* **The task**: Pull out each line in the records below that contains the word "gray", copying every such line in full.

* **Material to process**:
━━━━━━━━━━━━━━━━

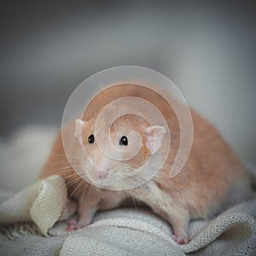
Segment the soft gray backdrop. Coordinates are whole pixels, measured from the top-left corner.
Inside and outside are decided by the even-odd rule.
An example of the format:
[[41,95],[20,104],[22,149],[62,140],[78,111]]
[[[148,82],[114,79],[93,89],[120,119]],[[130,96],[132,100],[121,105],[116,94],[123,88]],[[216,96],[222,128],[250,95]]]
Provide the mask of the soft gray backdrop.
[[92,2],[2,5],[0,137],[29,124],[60,125],[88,76],[137,65],[169,77],[240,157],[256,163],[253,2]]

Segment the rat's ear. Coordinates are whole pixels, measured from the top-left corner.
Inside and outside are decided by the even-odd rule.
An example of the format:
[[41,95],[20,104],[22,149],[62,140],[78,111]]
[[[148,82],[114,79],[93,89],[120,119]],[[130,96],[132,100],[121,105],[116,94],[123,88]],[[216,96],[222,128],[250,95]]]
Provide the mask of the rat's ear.
[[162,144],[162,139],[166,134],[166,129],[160,125],[148,126],[145,131],[146,147],[151,154],[155,154]]
[[74,137],[79,140],[79,143],[83,144],[83,137],[82,137],[82,131],[86,125],[86,122],[81,120],[81,119],[76,119],[75,122],[75,130],[74,130]]

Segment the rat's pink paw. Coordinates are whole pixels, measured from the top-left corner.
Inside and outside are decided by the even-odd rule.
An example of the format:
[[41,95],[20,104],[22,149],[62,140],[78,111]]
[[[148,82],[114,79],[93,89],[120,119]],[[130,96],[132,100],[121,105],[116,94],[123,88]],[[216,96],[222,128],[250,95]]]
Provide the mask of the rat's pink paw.
[[80,222],[76,222],[75,220],[70,220],[67,224],[68,225],[66,229],[67,231],[80,230],[90,224],[90,223],[84,223],[84,222],[80,223]]
[[190,239],[189,238],[181,238],[177,237],[175,235],[172,236],[172,238],[177,243],[177,244],[187,244],[189,241],[190,241]]

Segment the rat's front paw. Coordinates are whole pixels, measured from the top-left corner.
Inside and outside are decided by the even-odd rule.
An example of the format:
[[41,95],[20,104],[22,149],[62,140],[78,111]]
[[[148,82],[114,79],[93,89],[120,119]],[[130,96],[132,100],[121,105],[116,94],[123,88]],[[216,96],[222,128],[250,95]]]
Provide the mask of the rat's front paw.
[[89,220],[80,220],[79,222],[76,222],[75,220],[70,220],[67,222],[67,227],[66,229],[67,231],[73,231],[83,229],[88,225],[90,224],[90,222]]
[[188,237],[183,238],[183,237],[178,237],[175,235],[172,236],[172,238],[177,243],[177,244],[187,244],[189,241],[190,241],[190,239]]

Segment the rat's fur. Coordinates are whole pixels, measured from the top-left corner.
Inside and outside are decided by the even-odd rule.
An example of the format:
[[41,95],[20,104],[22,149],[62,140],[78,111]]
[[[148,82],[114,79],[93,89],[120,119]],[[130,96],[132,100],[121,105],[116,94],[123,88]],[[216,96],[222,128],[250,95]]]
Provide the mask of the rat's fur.
[[[132,84],[115,85],[102,91],[93,99],[83,115],[83,120],[86,121],[86,124],[82,122],[85,125],[81,126],[80,143],[73,137],[73,144],[70,145],[70,156],[73,163],[81,168],[87,180],[96,183],[99,179],[98,170],[86,169],[88,160],[81,160],[79,147],[90,148],[89,154],[96,161],[103,163],[105,169],[111,169],[113,172],[119,170],[121,173],[132,172],[151,156],[150,150],[146,146],[145,131],[148,123],[132,114],[118,119],[111,127],[110,132],[113,141],[118,141],[121,135],[125,135],[131,130],[138,131],[143,137],[143,146],[137,157],[125,161],[108,160],[96,145],[88,144],[88,137],[94,133],[95,122],[99,113],[108,102],[123,96],[143,98],[161,111],[172,136],[168,159],[155,177],[138,188],[123,191],[99,189],[82,179],[74,172],[66,157],[60,132],[40,177],[44,178],[52,174],[61,175],[67,183],[69,196],[77,201],[79,219],[77,224],[72,223],[69,230],[88,225],[97,210],[117,207],[124,200],[132,197],[136,201],[146,203],[155,213],[167,220],[173,228],[174,239],[178,243],[186,243],[189,219],[206,218],[219,210],[227,201],[235,203],[248,196],[250,182],[240,161],[214,127],[193,110],[191,115],[194,123],[194,141],[191,152],[183,170],[175,177],[171,178],[170,170],[180,143],[177,119],[162,96],[154,90]],[[107,136],[108,134],[106,131]],[[165,139],[162,141],[164,144]],[[160,154],[161,148],[154,154],[156,160],[160,158]],[[154,166],[151,166],[150,168]],[[106,180],[108,178],[110,177],[108,177]],[[233,195],[235,192],[236,195]],[[230,195],[234,195],[232,200]],[[71,212],[73,212],[73,210]]]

━━━━━━━━━━━━━━━━

* **Output for this exercise**:
Segment the soft gray backdrop. Coordinates are whole pixels, measured from the top-left corner.
Provide the mask of the soft gray backdrop.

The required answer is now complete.